◆ WHAT YOU SHOULD DO ◆
Reproduce the material below verbatim, line for line, preserving every character, space, and escape sequence.
++++++++
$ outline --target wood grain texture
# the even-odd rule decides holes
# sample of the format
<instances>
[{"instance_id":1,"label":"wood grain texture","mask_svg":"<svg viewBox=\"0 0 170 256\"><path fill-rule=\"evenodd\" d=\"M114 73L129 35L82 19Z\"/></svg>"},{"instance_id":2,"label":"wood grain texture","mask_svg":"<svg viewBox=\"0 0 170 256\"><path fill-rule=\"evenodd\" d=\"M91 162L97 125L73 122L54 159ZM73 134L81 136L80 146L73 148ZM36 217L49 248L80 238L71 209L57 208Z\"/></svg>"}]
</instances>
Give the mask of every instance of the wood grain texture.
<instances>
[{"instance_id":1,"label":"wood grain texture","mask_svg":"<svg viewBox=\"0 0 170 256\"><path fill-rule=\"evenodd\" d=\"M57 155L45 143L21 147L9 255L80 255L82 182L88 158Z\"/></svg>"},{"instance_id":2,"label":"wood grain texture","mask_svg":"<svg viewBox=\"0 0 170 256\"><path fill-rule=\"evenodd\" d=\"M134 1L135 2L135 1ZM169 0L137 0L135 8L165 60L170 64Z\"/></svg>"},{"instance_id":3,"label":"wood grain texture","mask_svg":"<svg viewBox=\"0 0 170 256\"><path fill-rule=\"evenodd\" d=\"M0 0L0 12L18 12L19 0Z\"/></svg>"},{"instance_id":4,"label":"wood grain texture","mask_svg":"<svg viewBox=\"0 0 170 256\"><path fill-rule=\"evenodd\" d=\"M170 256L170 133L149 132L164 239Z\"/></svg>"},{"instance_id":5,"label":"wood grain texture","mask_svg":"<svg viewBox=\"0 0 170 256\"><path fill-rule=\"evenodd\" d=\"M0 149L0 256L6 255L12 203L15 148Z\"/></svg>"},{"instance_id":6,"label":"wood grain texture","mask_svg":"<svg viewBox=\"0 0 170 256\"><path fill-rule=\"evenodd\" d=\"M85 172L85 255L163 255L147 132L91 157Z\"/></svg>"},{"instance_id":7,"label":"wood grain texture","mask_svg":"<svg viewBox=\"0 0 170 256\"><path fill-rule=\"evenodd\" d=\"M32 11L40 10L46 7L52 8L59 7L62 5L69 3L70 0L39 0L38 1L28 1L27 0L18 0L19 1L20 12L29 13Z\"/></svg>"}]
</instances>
++++++++
◆ RESULT FOR THIS TASK ◆
$ outline --target wood grain texture
# the even-odd rule decides holes
# sample of the format
<instances>
[{"instance_id":1,"label":"wood grain texture","mask_svg":"<svg viewBox=\"0 0 170 256\"><path fill-rule=\"evenodd\" d=\"M114 73L129 35L82 19Z\"/></svg>"},{"instance_id":2,"label":"wood grain texture","mask_svg":"<svg viewBox=\"0 0 170 256\"><path fill-rule=\"evenodd\" d=\"M91 162L97 125L73 122L54 159ZM73 134L81 136L80 146L73 148ZM36 217L49 248L80 238L71 209L57 208Z\"/></svg>"}]
</instances>
Give the mask of every instance of the wood grain texture.
<instances>
[{"instance_id":1,"label":"wood grain texture","mask_svg":"<svg viewBox=\"0 0 170 256\"><path fill-rule=\"evenodd\" d=\"M57 155L45 143L21 147L9 255L80 255L82 182L88 158Z\"/></svg>"},{"instance_id":2,"label":"wood grain texture","mask_svg":"<svg viewBox=\"0 0 170 256\"><path fill-rule=\"evenodd\" d=\"M134 1L135 2L135 1ZM169 0L137 0L135 8L165 60L170 64Z\"/></svg>"},{"instance_id":3,"label":"wood grain texture","mask_svg":"<svg viewBox=\"0 0 170 256\"><path fill-rule=\"evenodd\" d=\"M0 0L0 12L18 12L19 0Z\"/></svg>"},{"instance_id":4,"label":"wood grain texture","mask_svg":"<svg viewBox=\"0 0 170 256\"><path fill-rule=\"evenodd\" d=\"M170 256L170 133L149 132L164 239Z\"/></svg>"},{"instance_id":5,"label":"wood grain texture","mask_svg":"<svg viewBox=\"0 0 170 256\"><path fill-rule=\"evenodd\" d=\"M0 149L0 256L6 255L12 203L15 148Z\"/></svg>"},{"instance_id":6,"label":"wood grain texture","mask_svg":"<svg viewBox=\"0 0 170 256\"><path fill-rule=\"evenodd\" d=\"M85 172L85 255L163 255L147 132L91 157Z\"/></svg>"},{"instance_id":7,"label":"wood grain texture","mask_svg":"<svg viewBox=\"0 0 170 256\"><path fill-rule=\"evenodd\" d=\"M32 11L40 10L46 7L52 8L59 7L62 5L69 3L70 0L39 0L38 1L28 1L27 0L18 0L19 1L20 12L29 13Z\"/></svg>"}]
</instances>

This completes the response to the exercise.